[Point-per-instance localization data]
####################

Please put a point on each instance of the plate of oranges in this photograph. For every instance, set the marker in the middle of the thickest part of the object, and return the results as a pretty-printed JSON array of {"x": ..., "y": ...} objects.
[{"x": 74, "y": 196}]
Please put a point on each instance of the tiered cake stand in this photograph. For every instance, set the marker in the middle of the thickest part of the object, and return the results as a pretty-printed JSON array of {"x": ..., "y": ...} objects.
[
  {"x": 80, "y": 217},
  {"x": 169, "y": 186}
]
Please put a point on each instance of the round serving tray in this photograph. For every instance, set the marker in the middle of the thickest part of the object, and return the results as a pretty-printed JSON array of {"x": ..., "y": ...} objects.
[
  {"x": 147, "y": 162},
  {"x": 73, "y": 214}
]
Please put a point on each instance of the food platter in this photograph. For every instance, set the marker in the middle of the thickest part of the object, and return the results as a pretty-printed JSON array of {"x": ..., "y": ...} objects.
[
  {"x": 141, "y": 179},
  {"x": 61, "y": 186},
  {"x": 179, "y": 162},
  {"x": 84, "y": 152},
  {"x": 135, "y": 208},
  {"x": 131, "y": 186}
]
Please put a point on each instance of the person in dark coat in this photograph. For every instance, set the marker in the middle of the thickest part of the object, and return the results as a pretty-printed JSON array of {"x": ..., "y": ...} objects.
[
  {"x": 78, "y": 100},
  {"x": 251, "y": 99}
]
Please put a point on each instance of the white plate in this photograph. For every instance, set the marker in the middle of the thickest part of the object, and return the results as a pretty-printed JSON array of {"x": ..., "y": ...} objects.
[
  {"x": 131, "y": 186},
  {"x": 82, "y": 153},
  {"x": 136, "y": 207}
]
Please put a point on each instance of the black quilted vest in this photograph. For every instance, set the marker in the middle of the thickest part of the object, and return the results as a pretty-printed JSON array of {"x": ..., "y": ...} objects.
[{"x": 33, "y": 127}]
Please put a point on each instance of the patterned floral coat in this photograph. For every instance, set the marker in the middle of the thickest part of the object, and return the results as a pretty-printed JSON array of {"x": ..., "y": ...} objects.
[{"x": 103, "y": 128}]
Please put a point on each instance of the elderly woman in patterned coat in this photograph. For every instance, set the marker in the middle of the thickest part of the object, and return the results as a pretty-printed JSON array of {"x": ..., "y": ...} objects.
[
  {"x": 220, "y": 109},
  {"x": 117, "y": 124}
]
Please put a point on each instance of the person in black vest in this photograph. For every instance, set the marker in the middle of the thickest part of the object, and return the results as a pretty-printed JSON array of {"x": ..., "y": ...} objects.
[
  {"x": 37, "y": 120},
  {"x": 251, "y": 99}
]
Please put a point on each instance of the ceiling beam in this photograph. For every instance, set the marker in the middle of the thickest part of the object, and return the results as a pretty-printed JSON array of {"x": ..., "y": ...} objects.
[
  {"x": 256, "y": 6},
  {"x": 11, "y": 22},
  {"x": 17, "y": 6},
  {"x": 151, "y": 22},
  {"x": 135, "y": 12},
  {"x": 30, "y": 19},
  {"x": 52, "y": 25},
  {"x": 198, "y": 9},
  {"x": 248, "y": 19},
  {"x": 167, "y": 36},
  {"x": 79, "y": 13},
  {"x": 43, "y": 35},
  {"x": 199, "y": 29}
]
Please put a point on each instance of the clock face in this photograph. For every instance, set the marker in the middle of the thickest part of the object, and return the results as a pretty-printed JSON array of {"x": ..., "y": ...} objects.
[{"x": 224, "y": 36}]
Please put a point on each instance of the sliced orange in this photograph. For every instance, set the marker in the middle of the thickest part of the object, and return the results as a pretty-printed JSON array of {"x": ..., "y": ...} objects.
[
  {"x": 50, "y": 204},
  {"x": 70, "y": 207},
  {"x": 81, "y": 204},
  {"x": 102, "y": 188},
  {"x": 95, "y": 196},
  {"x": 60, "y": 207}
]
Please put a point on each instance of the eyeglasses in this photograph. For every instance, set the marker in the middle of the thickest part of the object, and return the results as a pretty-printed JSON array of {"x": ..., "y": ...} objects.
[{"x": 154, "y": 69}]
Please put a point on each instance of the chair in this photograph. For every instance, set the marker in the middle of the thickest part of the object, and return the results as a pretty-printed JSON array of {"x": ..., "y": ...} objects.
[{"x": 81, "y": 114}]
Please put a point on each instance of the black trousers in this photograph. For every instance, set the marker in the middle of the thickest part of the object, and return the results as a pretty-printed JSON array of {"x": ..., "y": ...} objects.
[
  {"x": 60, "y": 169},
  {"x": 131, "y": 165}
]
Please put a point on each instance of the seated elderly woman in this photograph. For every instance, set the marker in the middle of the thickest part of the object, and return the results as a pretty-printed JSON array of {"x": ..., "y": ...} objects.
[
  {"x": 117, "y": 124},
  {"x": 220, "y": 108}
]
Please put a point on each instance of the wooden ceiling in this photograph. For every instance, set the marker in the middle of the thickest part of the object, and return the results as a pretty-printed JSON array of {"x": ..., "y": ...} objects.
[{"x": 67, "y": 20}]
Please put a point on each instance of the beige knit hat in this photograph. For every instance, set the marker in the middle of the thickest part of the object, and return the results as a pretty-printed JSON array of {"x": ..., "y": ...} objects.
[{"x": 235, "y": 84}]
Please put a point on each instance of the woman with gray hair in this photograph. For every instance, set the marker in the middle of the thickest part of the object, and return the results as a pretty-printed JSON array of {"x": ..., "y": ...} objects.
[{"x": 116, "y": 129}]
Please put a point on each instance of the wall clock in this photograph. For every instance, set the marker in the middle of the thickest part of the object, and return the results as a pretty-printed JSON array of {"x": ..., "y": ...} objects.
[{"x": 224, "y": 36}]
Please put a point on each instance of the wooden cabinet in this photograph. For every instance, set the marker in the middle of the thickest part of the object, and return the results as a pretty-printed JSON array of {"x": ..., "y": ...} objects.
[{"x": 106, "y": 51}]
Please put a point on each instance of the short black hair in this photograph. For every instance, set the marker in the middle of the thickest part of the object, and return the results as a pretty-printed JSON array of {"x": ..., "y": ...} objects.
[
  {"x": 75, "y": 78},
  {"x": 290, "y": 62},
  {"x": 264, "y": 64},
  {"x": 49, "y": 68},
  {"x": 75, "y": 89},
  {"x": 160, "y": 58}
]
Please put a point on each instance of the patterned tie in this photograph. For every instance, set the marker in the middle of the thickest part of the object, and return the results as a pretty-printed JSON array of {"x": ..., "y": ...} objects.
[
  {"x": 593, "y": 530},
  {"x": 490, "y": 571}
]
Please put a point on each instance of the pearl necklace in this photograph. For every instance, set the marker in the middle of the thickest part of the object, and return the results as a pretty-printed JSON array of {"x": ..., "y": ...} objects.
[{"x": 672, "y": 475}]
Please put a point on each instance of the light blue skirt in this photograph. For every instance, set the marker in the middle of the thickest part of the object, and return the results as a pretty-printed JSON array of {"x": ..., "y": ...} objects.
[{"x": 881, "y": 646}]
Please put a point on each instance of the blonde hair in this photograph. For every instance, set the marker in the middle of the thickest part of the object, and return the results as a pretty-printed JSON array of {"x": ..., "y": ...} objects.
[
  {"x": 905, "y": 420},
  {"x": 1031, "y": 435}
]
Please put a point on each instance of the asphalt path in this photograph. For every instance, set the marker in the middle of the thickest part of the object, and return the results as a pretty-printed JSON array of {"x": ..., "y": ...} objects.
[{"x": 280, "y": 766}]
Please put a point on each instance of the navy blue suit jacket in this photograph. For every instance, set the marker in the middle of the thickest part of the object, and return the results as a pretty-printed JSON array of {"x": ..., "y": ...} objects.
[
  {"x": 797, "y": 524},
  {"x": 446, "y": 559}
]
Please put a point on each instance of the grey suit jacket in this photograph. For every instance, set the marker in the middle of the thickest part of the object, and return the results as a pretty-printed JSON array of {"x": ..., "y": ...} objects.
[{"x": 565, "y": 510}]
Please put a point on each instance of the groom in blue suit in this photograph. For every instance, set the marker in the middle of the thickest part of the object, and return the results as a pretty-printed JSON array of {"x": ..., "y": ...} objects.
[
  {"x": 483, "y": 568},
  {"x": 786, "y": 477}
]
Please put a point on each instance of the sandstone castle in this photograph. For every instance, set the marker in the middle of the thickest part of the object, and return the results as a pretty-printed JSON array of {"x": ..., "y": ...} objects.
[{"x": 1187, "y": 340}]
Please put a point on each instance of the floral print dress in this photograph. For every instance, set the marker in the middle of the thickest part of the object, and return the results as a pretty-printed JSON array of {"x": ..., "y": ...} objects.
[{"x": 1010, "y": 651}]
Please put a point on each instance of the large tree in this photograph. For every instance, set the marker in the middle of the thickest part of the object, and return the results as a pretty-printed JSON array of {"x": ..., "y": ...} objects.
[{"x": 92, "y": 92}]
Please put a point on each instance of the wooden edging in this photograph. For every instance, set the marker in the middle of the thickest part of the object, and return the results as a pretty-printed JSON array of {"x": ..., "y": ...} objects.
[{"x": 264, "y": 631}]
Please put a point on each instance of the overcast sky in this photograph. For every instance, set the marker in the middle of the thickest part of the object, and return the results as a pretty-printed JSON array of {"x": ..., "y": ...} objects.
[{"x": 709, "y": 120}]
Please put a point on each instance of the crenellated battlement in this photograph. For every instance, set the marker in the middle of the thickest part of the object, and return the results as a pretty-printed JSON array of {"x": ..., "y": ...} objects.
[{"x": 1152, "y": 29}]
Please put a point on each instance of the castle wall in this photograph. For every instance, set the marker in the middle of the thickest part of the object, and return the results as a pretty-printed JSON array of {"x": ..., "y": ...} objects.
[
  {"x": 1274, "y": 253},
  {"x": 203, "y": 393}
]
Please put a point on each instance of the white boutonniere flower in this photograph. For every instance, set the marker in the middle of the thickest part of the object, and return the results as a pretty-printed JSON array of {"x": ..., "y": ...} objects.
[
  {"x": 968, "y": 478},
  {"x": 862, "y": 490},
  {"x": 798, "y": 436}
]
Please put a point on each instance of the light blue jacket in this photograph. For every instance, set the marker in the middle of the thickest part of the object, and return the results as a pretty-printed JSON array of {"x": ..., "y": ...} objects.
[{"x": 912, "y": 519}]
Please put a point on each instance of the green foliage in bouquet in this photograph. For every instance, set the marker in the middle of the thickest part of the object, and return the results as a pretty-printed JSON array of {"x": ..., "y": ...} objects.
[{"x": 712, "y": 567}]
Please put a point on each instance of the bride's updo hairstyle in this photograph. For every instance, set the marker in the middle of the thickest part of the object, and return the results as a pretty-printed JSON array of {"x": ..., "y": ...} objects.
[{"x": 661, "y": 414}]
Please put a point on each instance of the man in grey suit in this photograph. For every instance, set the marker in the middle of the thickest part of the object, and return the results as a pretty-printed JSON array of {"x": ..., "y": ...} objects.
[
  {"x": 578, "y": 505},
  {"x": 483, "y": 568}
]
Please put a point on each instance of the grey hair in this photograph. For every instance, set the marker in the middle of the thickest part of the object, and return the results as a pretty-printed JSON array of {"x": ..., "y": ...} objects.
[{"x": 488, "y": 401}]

####################

- _EXERCISE AIM_:
The lines from the one containing "Please put a point on each instance of the grey hair" through the end of the data are to be copied exactly, the first and last of them included.

- _RESPONSE FOR THIS EXERCISE_:
Please put a point on each instance of the grey hair in this photograph. For every instance, set the marker in the middle of the thickest part of the object, and return the results as a pretty-printed JSON array of {"x": ..., "y": ...} objects.
[{"x": 488, "y": 401}]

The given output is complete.